### Excerpts from point annotation data:
***

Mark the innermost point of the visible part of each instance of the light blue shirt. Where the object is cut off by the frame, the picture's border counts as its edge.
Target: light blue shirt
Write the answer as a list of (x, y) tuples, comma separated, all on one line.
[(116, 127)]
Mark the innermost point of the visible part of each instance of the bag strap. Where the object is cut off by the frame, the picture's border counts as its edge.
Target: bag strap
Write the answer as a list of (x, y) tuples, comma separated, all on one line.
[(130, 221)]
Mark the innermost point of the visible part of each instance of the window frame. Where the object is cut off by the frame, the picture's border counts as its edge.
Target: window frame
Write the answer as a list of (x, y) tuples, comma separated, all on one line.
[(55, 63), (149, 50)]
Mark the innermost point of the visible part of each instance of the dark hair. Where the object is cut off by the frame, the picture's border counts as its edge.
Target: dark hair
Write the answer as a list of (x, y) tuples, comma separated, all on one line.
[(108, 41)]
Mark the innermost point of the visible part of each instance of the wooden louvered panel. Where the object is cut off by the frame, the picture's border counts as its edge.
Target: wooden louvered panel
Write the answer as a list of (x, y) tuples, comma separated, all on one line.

***

### Direction:
Copy out every line of the items above, character for character, without changing anything.

### Answer to this task:
Mark the innermost point of the visible part of each instance of the light blue shirt. Where the object is cut off by the frame, the picture's border counts as its edge.
Target: light blue shirt
Write the answer as a list of (x, y) tuples, comma separated, all on one line.
[(116, 127)]
Mark the innermost point of the visible part of each instance of the bag strap. Where the object is cut off by the frame, the picture's border counts as its edge.
Target: bag strap
Write the answer as a list of (x, y) tuples, comma separated, all on one line.
[(130, 221)]
Mark the innermost point of the visible part of each instance of the window frame. Where the object is cut off by the frame, the picture's border counts as its edge.
Target: window frame
Write the answer as a list of (x, y) tuples, comma separated, all on one line.
[(55, 63), (149, 50)]
Mark the innermost point of the visible part of each instance of the dark hair. Where the object is cut off by the frame, the picture's border counts as its edge.
Target: dark hair
Write the answer as a list of (x, y) tuples, comma separated, all on one line.
[(108, 41)]
Mark the innermost point of the visible part of each instance of the wooden louvered panel. Where the object is cut off by the frame, the picture's border counts as its edge.
Target: wooden louvered panel
Write the answer as a list of (x, y) tuples, comma separated, all on one line.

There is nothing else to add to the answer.